SELECTED EXCERPT —
=== Begin Enclosure ===
The reader will perhaps be sceptical that there could be enough water in the system to produce such a dramatic result. There always is! Here is a picture taken through a supposedly sealed double glass window pane in my house.

The low afternoon sun is swinging round from the left of the picture and shining on the glass to the right. The limit of the shadow cast by the brickwork is visible as a dark line up the centre. Water is being distilled from its absorption sites on the two inner glass surfaces that are being warmed by the sun, into the cold shadow, where it is confined to a steadily narrowing volume, from which it condenses as fine droplets, so fine that they give a smoky brown transmission colour. The total amount of water is tiny, just that which can be absorbed invisibly on the glass surfaces within the once sealed double glass pane when it is at a uniform temperature.

I present one more example, which shows that the phenomenon also has economic consequences. In well ordered countries, a menu with prices outside the restaurant is required for a licence to sell food.

The cunning chef knows that if he frames the menu behind glass with a metal frame, condensation will occur every evening at the edge of the glass, which cools first and condenses water released from the paper, which is fastened to the warm wall behind. The mouth watering descriptions of the food will be clearly visible while the prices will be obscured by condensation. The coffee and desert may well be entirely covered by fungi and bacteria, on the menu at least, but the customer is already hooked.
=== End Enclosure ===
DATA UNDER STUDY —
=== Begin Enclosure ===
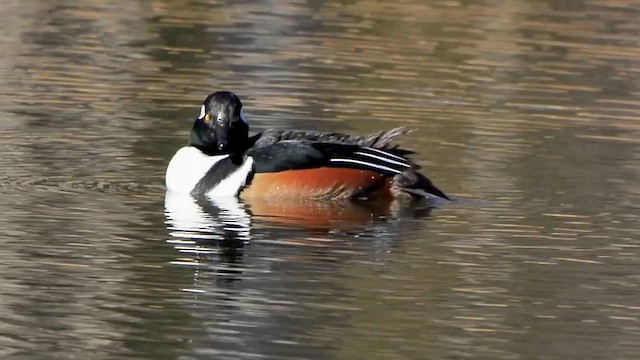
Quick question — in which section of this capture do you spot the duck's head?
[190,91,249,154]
=== End Enclosure ===
=== Begin Enclosure ===
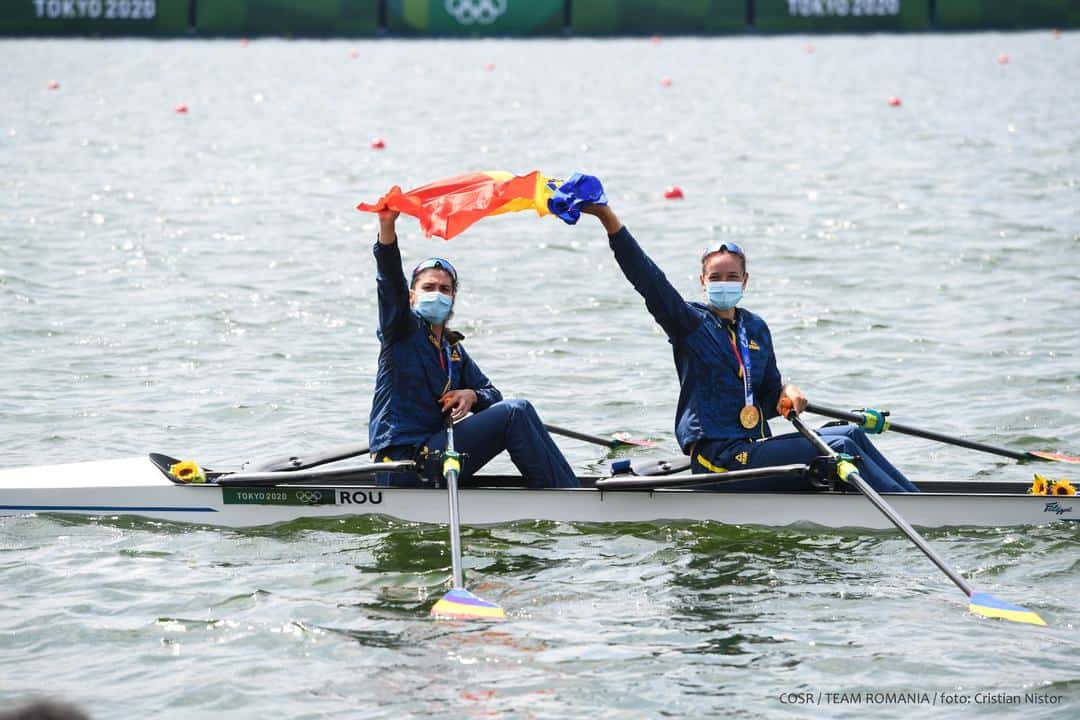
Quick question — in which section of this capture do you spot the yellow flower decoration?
=== End Enclosure ===
EXERCISE TASKS —
1: Answer these questions from the passage on condensation:
(a) What shows as a dark line up the center of the window picture?
(b) In well ordered countries, what is required for a license to sell food?
(c) On the menu framed behind glass, what does the condensation obscure?
2: Transcribe the passage on condensation from "I present one" up to and including "to sell food.".
The records have nothing to do with the passage on condensation.

RESPONSE LIST —
1:
(a) The limit of the shadow cast by the brickwork.
(b) A menu with prices outside the restaurant.
(c) The prices.

2:
I present one more example, which shows that the phenomenon also has economic consequences. In well ordered countries, a menu with prices outside the restaurant is required for a licence to sell food.